Rewrite every line of the records below, keeping the search phrases unchanged but scaling each box coordinate by 0.95 and rounding to the nearest whole number, with halves rounded up. Leave the pictures out of your answer.

## Rows from a box-labeling dataset
_ _ _ _ _ _ _

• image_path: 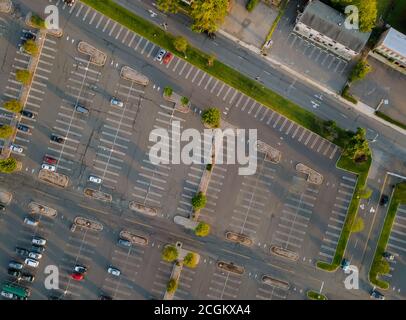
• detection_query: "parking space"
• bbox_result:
[272,176,319,253]
[319,175,357,263]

_ _ _ _ _ _ _

## SOLUTION TO THIS PROBLEM
• image_path: 
• detection_query: "parking space"
• bbox_result:
[258,167,303,240]
[303,166,339,250]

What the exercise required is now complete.